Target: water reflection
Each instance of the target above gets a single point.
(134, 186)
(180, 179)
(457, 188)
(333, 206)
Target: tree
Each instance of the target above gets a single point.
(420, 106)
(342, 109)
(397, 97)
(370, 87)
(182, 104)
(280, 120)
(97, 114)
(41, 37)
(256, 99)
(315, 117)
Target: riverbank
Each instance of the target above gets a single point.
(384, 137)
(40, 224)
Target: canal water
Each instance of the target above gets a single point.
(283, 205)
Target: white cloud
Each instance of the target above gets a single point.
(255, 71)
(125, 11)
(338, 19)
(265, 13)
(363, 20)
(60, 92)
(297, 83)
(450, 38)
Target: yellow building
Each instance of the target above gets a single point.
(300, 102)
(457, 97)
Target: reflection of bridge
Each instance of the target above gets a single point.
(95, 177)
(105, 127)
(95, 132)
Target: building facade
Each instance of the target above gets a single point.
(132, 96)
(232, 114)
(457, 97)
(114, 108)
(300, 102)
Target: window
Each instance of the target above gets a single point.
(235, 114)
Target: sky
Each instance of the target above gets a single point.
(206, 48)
........
▶ **Directions for this task**:
Look in the material above for the line with "Target: canal water" and the line with "Target: sky", and transcribe exactly those lines and all lines between them, nothing more.

▶ **Result**:
Target: canal water
Each instance of the target above gets a single point.
(283, 205)
Target: white cloud
Each instance of the target above gets a single point.
(255, 71)
(125, 11)
(338, 19)
(265, 13)
(363, 20)
(60, 92)
(297, 83)
(450, 38)
Target: yellow building
Each instance of the target above gets a single point.
(300, 102)
(457, 97)
Target: reflection of bridge
Each instance of the target above gets a single point.
(95, 177)
(105, 127)
(95, 132)
Target: building facade
Each instance of the target above gets a single point.
(132, 96)
(232, 114)
(457, 97)
(114, 108)
(300, 102)
Target: window
Each instance of the target above gets a single point.
(235, 114)
Target: sky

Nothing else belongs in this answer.